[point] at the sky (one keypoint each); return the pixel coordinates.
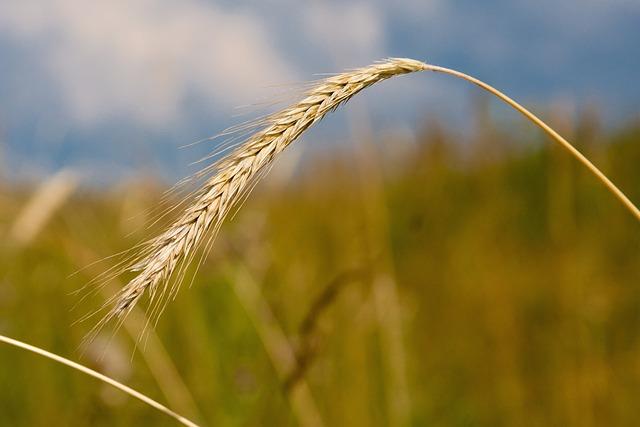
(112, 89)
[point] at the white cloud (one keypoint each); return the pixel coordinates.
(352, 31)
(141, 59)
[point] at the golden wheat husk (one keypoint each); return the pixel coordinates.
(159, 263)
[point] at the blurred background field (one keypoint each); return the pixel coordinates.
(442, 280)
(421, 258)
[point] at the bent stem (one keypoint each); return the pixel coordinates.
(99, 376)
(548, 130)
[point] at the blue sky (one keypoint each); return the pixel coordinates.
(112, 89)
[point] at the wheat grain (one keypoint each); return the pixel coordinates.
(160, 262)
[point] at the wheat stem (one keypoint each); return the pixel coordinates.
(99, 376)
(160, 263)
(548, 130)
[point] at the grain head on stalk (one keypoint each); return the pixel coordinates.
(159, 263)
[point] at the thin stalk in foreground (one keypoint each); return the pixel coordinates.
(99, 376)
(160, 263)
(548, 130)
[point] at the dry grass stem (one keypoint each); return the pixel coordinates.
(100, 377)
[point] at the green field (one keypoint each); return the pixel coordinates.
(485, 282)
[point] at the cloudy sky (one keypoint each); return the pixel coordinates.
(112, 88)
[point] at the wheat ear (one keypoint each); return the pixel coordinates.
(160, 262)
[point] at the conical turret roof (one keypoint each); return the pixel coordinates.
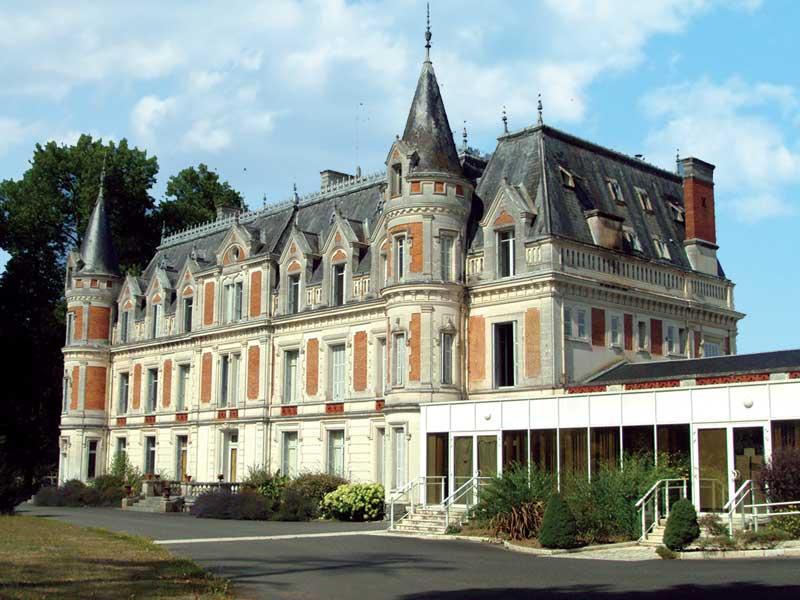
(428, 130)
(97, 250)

---

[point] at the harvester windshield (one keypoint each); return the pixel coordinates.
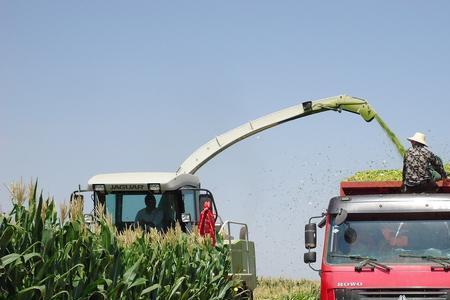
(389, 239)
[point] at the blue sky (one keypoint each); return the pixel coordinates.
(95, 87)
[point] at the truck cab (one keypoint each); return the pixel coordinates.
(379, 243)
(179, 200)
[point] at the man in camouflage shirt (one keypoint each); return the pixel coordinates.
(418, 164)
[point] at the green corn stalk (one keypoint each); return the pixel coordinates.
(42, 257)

==

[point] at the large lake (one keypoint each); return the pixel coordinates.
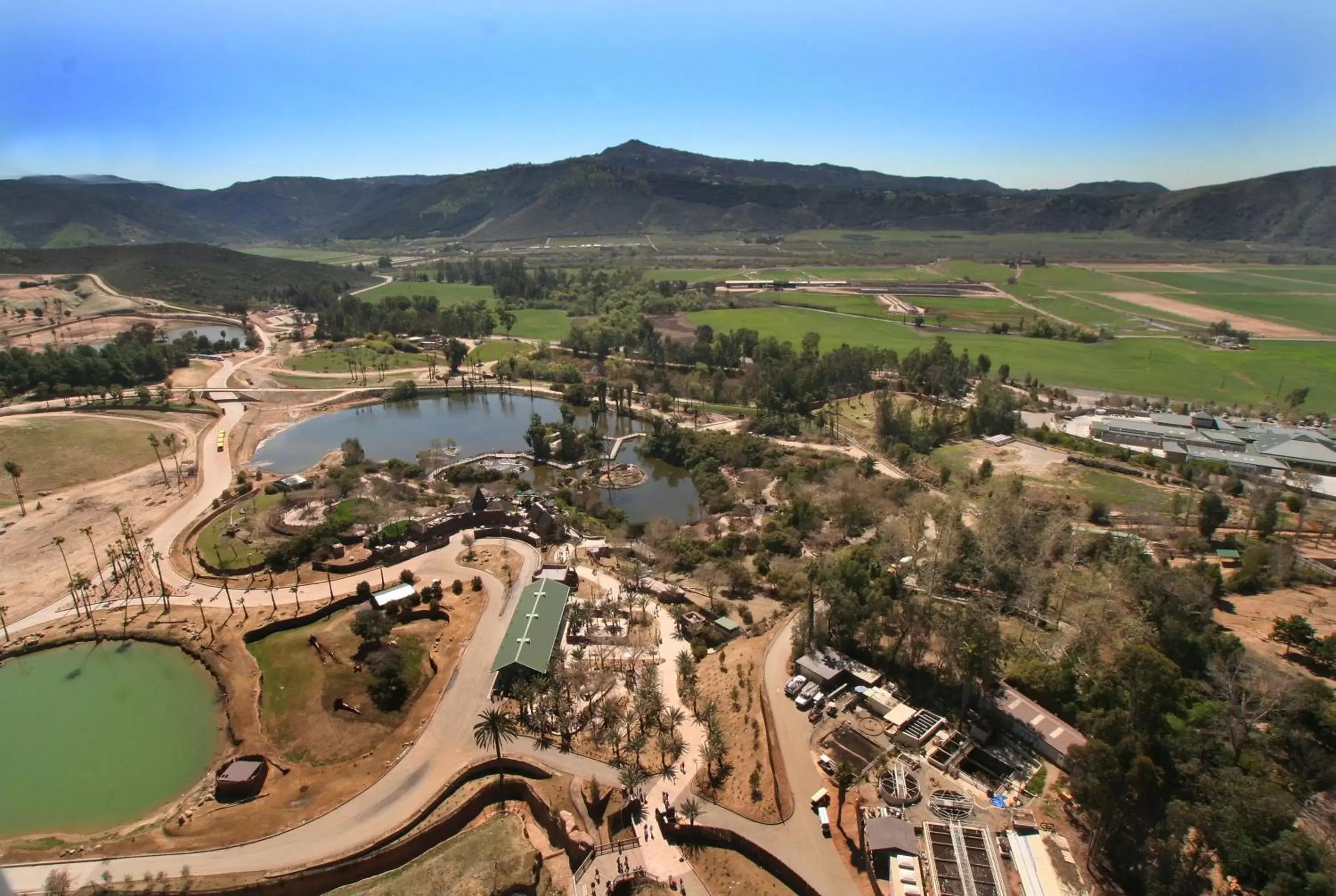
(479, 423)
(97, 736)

- [Exercise objective]:
Please count the lines above that contain the string "stem", and reply with the number alone.

- [Solution]:
3